• _What is required_
Reproduce every line of the records below verbatim, leaving nothing out and changing nothing.

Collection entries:
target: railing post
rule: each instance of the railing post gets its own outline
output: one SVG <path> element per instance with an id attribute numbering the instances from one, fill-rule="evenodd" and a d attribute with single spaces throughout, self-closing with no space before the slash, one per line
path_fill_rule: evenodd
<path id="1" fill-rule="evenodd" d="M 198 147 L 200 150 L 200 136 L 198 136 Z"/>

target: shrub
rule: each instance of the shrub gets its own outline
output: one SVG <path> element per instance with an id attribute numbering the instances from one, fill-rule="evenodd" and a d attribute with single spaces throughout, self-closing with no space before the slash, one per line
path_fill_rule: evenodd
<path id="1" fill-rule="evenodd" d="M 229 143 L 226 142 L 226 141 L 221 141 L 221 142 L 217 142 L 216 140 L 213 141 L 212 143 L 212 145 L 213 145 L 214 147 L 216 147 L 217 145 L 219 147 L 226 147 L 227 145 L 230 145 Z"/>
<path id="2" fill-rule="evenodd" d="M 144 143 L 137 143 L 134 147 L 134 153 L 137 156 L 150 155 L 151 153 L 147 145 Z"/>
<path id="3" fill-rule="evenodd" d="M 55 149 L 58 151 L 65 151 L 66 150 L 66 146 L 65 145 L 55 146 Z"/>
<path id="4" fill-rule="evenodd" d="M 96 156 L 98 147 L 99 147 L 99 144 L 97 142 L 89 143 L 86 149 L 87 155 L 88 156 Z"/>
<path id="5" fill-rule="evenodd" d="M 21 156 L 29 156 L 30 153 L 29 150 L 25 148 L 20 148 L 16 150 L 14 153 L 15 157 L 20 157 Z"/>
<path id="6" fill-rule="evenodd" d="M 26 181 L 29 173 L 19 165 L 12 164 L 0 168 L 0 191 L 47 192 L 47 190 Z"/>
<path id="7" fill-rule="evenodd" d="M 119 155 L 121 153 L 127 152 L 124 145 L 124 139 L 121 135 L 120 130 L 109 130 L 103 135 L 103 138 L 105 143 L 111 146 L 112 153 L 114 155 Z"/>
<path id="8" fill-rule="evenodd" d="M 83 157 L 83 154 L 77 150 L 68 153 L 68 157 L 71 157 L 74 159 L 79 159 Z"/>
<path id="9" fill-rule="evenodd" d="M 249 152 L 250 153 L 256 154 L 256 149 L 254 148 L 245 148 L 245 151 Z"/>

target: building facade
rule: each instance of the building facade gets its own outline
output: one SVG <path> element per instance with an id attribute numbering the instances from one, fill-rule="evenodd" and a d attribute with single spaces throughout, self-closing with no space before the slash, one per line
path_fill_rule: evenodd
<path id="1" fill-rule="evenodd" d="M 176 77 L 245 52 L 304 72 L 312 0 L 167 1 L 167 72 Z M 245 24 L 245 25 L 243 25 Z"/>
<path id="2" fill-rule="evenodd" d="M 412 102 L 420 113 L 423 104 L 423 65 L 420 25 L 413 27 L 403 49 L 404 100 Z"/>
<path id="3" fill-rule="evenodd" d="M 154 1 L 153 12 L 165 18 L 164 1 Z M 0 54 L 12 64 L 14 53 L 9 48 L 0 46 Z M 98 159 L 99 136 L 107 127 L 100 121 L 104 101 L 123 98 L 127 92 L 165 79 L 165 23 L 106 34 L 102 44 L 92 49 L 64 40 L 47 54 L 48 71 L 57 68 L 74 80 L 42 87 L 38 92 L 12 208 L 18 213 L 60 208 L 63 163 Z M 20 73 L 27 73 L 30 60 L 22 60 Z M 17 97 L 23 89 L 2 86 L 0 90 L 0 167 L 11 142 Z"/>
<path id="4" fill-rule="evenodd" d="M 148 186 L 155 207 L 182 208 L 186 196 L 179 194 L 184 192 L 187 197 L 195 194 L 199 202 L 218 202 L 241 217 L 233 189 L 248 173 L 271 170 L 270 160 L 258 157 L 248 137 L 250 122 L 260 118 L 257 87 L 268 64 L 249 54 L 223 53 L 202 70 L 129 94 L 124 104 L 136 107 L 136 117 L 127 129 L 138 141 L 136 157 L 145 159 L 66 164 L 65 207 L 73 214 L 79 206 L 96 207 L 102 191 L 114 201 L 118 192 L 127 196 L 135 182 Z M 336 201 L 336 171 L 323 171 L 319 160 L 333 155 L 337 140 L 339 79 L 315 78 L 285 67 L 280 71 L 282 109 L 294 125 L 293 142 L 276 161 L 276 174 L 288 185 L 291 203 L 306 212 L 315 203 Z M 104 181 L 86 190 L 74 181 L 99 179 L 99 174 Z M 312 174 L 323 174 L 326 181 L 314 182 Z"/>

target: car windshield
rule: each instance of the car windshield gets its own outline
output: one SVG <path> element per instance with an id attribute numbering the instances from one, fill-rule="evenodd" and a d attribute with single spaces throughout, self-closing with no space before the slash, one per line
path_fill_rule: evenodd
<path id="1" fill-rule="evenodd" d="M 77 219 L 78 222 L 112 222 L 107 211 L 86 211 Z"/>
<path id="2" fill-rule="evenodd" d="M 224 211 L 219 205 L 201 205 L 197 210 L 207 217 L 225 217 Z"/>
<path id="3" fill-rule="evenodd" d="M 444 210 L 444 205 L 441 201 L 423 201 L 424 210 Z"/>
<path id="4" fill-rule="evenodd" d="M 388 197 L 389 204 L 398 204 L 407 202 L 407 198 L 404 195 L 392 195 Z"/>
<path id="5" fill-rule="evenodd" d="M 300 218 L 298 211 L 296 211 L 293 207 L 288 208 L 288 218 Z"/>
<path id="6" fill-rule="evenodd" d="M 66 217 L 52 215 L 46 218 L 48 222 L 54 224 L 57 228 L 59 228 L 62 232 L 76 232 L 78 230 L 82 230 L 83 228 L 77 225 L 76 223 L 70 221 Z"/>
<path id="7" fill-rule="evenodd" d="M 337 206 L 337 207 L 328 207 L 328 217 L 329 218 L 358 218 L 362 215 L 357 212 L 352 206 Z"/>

• _Response to this exercise_
target: railing post
rule: each instance of the railing post gets its own outline
output: one SVG <path> element per instance with an id attribute numbering the instances from one, fill-rule="evenodd" and a d attribute with single spaces throughout, self-closing with no space before the slash, one per line
path_fill_rule: evenodd
<path id="1" fill-rule="evenodd" d="M 198 147 L 200 150 L 200 136 L 198 136 Z"/>

target: shrub
rule: each instance of the shrub gets its own outline
output: one SVG <path> element per instance with an id attribute numbering the instances from one, fill-rule="evenodd" and a d attribute with single spaces throughout, self-closing with no space before the slash, one per line
path_fill_rule: evenodd
<path id="1" fill-rule="evenodd" d="M 229 143 L 226 142 L 226 141 L 221 141 L 221 142 L 217 142 L 216 140 L 213 141 L 212 143 L 212 145 L 213 145 L 214 147 L 216 147 L 217 145 L 219 147 L 226 147 L 227 145 L 230 145 Z"/>
<path id="2" fill-rule="evenodd" d="M 144 143 L 137 143 L 134 147 L 134 153 L 137 156 L 150 155 L 151 153 L 147 145 Z"/>
<path id="3" fill-rule="evenodd" d="M 55 149 L 58 151 L 65 151 L 66 150 L 66 146 L 65 145 L 55 146 Z"/>
<path id="4" fill-rule="evenodd" d="M 96 156 L 98 147 L 99 147 L 99 144 L 97 142 L 89 143 L 86 149 L 87 155 L 88 156 Z"/>
<path id="5" fill-rule="evenodd" d="M 21 156 L 29 156 L 30 153 L 29 150 L 25 148 L 20 148 L 16 150 L 14 153 L 15 157 L 20 157 Z"/>
<path id="6" fill-rule="evenodd" d="M 26 181 L 29 173 L 19 165 L 12 164 L 0 168 L 0 191 L 47 192 L 47 190 Z"/>
<path id="7" fill-rule="evenodd" d="M 119 155 L 121 153 L 127 152 L 124 145 L 124 139 L 121 135 L 120 130 L 109 130 L 103 135 L 103 138 L 105 143 L 111 146 L 112 153 L 114 155 Z"/>
<path id="8" fill-rule="evenodd" d="M 83 157 L 83 154 L 77 150 L 68 153 L 68 157 L 71 157 L 74 159 L 79 159 Z"/>
<path id="9" fill-rule="evenodd" d="M 249 152 L 250 153 L 256 154 L 256 149 L 254 148 L 245 148 L 245 151 Z"/>

target: building facade
rule: each instance of the building facade gets its own outline
output: one SVG <path> element per instance with an id attribute numbering the instances from one, fill-rule="evenodd" and a d attribute with single spaces throughout, self-closing with no space before the slash, one per line
path_fill_rule: evenodd
<path id="1" fill-rule="evenodd" d="M 176 77 L 245 52 L 304 72 L 312 0 L 167 1 L 167 72 Z M 245 24 L 245 25 L 243 25 Z"/>
<path id="2" fill-rule="evenodd" d="M 412 102 L 420 113 L 423 104 L 423 65 L 420 25 L 413 27 L 403 49 L 404 100 Z"/>
<path id="3" fill-rule="evenodd" d="M 154 1 L 153 12 L 165 18 L 164 1 Z M 0 54 L 12 64 L 14 53 L 9 48 L 0 46 Z M 98 159 L 99 136 L 107 127 L 100 121 L 104 101 L 123 98 L 127 92 L 165 79 L 165 23 L 106 34 L 102 44 L 92 49 L 64 40 L 47 54 L 48 71 L 57 68 L 74 80 L 42 87 L 38 92 L 12 208 L 18 213 L 60 208 L 63 163 Z M 20 73 L 27 73 L 30 60 L 22 60 Z M 17 97 L 23 89 L 2 86 L 0 90 L 0 167 L 11 142 Z"/>
<path id="4" fill-rule="evenodd" d="M 148 186 L 155 207 L 182 208 L 186 196 L 179 194 L 184 192 L 187 197 L 195 194 L 199 202 L 218 202 L 241 217 L 233 189 L 248 173 L 271 170 L 270 160 L 258 157 L 248 137 L 250 122 L 260 118 L 257 87 L 268 64 L 249 54 L 223 53 L 202 70 L 129 94 L 124 104 L 136 107 L 136 117 L 127 129 L 138 141 L 136 157 L 145 159 L 66 164 L 65 207 L 73 214 L 79 206 L 96 207 L 102 191 L 114 201 L 118 192 L 127 196 L 135 182 Z M 336 201 L 336 171 L 323 171 L 319 160 L 333 155 L 337 140 L 339 79 L 315 78 L 285 67 L 280 71 L 282 109 L 294 125 L 293 142 L 276 161 L 276 174 L 288 185 L 291 203 L 306 212 L 315 203 Z M 104 181 L 86 190 L 74 181 L 99 179 L 99 174 Z M 312 174 L 323 174 L 326 181 L 314 182 Z"/>

target: car windshield
rule: each instance of the car windshield gets its own outline
output: one SVG <path> element per instance with an id attribute numbering the instances from one, fill-rule="evenodd" and a d attribute with single spaces throughout, self-closing with no space before the slash, one per line
path_fill_rule: evenodd
<path id="1" fill-rule="evenodd" d="M 77 219 L 78 222 L 112 222 L 107 211 L 86 211 Z"/>
<path id="2" fill-rule="evenodd" d="M 224 211 L 219 205 L 201 205 L 197 210 L 207 217 L 225 217 Z"/>
<path id="3" fill-rule="evenodd" d="M 444 210 L 444 205 L 441 201 L 423 201 L 424 210 Z"/>
<path id="4" fill-rule="evenodd" d="M 388 197 L 389 204 L 398 204 L 407 202 L 407 198 L 404 195 L 392 195 Z"/>
<path id="5" fill-rule="evenodd" d="M 300 218 L 298 211 L 296 211 L 293 207 L 288 208 L 288 218 Z"/>
<path id="6" fill-rule="evenodd" d="M 66 217 L 52 215 L 46 218 L 48 222 L 54 224 L 57 228 L 59 228 L 62 232 L 76 232 L 78 230 L 82 230 L 83 228 L 77 225 L 76 223 L 70 221 Z"/>
<path id="7" fill-rule="evenodd" d="M 337 206 L 337 207 L 328 207 L 328 217 L 329 218 L 358 218 L 362 215 L 357 212 L 352 206 Z"/>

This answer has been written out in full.